Task goal - Gather every line in the data below that contains the word "white". Copy each of those lines unchanged.

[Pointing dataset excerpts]
_____
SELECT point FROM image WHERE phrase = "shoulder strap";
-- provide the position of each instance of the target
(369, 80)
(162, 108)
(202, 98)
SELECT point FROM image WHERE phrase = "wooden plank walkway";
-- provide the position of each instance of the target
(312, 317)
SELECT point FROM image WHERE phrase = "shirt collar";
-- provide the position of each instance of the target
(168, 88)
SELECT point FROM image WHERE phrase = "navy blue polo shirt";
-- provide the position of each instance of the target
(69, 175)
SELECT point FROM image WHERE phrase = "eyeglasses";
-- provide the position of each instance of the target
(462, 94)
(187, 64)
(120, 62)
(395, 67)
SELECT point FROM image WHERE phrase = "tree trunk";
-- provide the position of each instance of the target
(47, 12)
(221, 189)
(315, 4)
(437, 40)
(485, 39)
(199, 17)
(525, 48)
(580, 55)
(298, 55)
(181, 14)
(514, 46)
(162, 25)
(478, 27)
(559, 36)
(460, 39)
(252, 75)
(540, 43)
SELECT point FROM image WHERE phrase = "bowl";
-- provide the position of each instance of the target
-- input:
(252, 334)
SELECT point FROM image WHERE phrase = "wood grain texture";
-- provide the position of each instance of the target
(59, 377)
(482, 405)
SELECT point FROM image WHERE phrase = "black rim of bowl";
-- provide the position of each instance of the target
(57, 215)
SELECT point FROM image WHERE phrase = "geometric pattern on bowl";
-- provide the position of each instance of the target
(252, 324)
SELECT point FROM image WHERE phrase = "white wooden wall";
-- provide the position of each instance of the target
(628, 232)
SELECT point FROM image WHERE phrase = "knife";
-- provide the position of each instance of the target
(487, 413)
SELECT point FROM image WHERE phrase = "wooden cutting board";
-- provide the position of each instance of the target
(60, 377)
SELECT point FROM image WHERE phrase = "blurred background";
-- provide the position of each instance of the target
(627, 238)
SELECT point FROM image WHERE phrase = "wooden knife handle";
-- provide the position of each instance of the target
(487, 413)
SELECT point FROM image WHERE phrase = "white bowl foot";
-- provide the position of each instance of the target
_____
Task solution -
SELECT point FROM image WHERE phrase = "white wooden wall";
SELECT point FROM image WHERE phrase = "white bowl foot";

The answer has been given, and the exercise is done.